#### BRANO PROPOSTO:
>>
Ancora oggi, passato quasi mezzo secolo dai lavori di Angelo Del Boca e Giorgio Rochat sui crimini italiani durante le varie spedizioni coloniali, ancora fatichiamo ad assumerci le responsabilità storiche di aver intrapreso delle imprese coloniali in tutto e per tutto speculari a quelle delle nazioni tipicamente associate al concetto stesso di colonialismo. Eppure, nonostante circa 500.000 africani morti durante le guerre di aggressione promosse dall’Italia liberale e poi fascista, nonché l’invenzione e l’utilizzo di armi chimiche contro le popolazioni civili, tuttora veniamo colti da stupore di fronte all’inimicizia, a volte vero e proprio odio, che alcune popolazioni africane ancora riserbano nei nostri confronti, dalla Libia alla Somalia. I conti con la storia, che alcuni Stati hanno voluto o dovuto fare con il proprio passato criminale, da noi rimangono argomento tabù. Che impedisce non solo di immaginare processi giuridici o economici di riparazione dei danni provocati, quanto quello di attuare politiche conseguenti con il peso del proprio passato (ad esempio, evitare di andare a bombardare paesi vittime delle nostre passate aggressioni militari). (Auto)descritti come civilizzatori, l’odio di talune popolazioni sembra coglierci di meraviglia, e invece di comprenderlo veniamo intrappolati dal più trito stereotipo razzista di chi pensiamo dovrebbe ringraziarci piuttosto che accusarci.
<<
#### PROBLEMA BREVE A:
Elenca tutti i paesi nominati nel brano qui sopra sul colonialismo italiano.

[Righe di un set di dati]
>>
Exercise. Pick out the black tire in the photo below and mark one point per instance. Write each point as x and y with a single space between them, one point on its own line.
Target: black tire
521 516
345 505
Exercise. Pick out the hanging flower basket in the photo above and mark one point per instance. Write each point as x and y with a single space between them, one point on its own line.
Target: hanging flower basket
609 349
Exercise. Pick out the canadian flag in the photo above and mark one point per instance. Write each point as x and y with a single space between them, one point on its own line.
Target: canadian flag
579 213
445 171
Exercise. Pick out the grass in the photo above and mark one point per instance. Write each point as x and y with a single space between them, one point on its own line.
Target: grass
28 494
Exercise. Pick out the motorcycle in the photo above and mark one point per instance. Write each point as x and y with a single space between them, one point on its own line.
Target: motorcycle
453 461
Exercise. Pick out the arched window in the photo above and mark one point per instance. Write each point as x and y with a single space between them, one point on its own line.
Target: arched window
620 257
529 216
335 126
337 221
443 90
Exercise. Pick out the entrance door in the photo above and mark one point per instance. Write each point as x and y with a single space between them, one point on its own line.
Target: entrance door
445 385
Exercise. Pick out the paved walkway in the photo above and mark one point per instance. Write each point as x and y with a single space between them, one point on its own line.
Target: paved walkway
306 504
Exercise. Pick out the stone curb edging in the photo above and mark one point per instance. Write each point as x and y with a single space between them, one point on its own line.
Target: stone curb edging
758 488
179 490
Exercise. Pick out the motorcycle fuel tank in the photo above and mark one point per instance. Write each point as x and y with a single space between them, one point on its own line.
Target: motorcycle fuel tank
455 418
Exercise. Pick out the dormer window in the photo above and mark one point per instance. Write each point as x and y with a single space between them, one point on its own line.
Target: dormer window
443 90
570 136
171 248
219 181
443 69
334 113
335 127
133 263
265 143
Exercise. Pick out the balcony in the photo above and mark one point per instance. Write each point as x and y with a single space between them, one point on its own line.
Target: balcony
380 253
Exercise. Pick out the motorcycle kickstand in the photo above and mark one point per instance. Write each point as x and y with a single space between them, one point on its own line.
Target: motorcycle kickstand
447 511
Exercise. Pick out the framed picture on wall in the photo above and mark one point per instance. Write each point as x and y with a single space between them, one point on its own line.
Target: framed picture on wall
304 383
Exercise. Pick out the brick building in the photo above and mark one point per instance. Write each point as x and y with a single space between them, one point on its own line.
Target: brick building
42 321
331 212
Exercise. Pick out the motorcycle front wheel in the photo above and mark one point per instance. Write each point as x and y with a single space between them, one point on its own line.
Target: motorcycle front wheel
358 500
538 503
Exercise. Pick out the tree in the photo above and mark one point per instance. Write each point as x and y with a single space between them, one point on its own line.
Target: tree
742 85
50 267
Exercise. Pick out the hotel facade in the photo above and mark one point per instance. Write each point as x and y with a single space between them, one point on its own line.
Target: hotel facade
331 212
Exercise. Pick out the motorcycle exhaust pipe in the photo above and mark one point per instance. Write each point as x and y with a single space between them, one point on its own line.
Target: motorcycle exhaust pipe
<<
#### PROBLEMA BREVE B:
Trasforma in un elenco numerato soltanto le righe delle voci che iniziano da quella contenente "Exercise. Pick out the brick" e arrivano fino alla fine delle voci, omettendo le righe vuote.

#### ESITO DEL COMPITO A:
Italia, Libia, Somalia

#### ESITO DEL COMPITO B:
1. Exercise. Pick out the brick building in the photo above and mark one point per instance. Write each point as x and y with a single space between them, one point on its own line.
2. Target: brick building
3. 42 321
4. 331 212
5. Exercise. Pick out the motorcycle front wheel in the photo above and mark one point per instance. Write each point as x and y with a single space between them, one point on its own line.
6. Target: motorcycle front wheel
7. 358 500
8. 538 503
9. Exercise. Pick out the tree in the photo above and mark one point per instance. Write each point as x and y with a single space between them, one point on its own line.
10. Target: tree
11. 742 85
12. 50 267
13. Exercise. Pick out the hotel facade in the photo above and mark one point per instance. Write each point as x and y with a single space between them, one point on its own line.
14. Target: hotel facade
15. 331 212
16. Exercise. Pick out the motorcycle exhaust pipe in the photo above and mark one point per instance. Write each point as x and y with a single space between them, one point on its own line.
17. Target: motorcycle exhaust pipe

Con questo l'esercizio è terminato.